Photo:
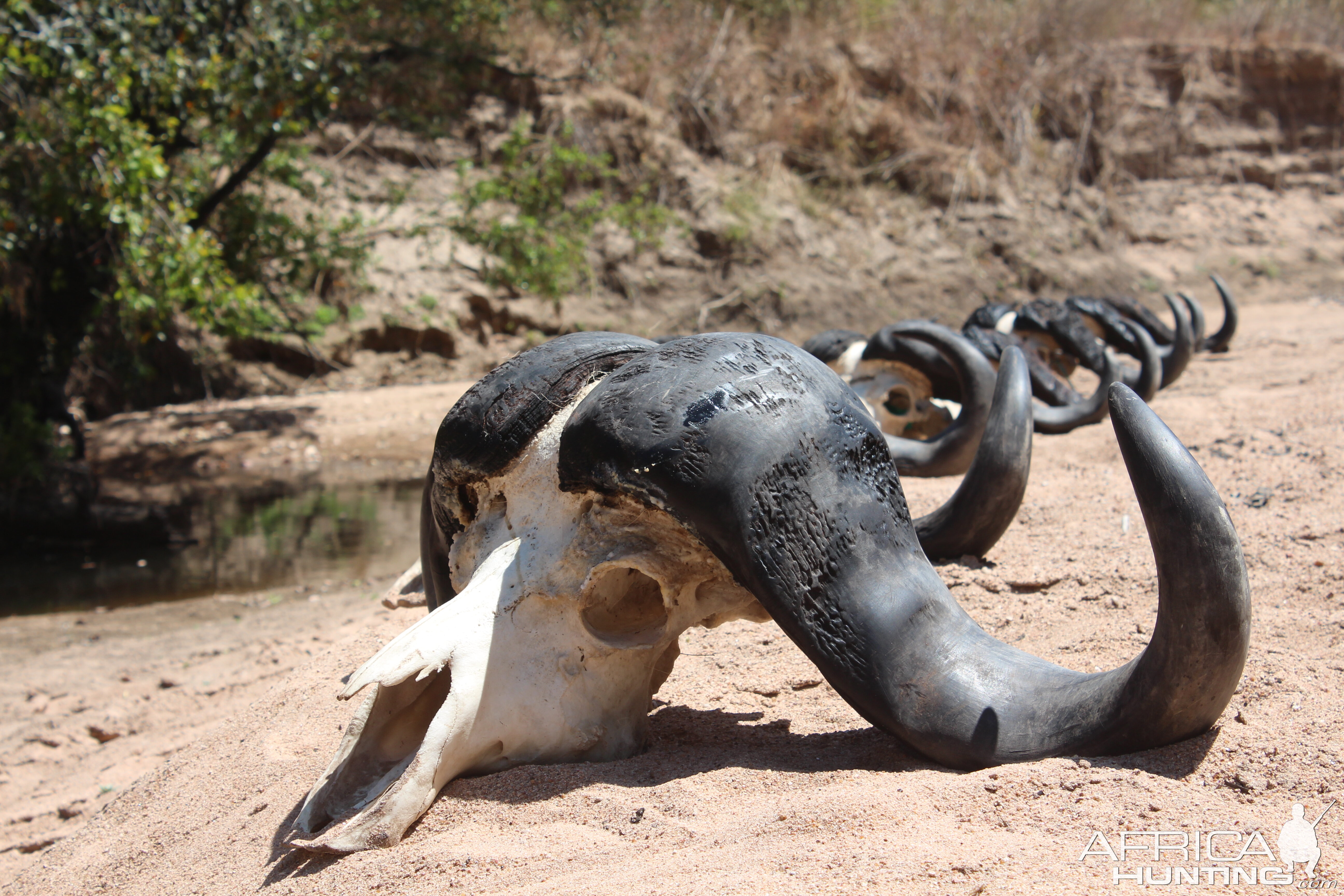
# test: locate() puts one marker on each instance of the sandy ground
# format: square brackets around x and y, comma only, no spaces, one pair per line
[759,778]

...

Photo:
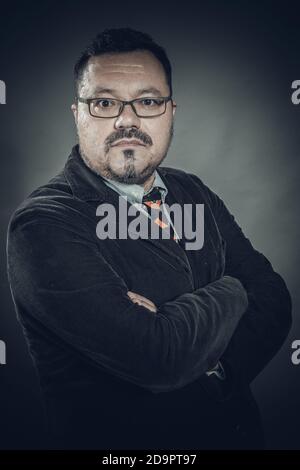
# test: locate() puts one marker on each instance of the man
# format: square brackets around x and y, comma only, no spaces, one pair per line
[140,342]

## [Problem requirements]
Among the lines above, which ones hold the string "test"? Show them.

## [Answer box]
# test: locate() puts one marker on each instance of the sandy ground
# test: locate() puts one marker on each instance of the man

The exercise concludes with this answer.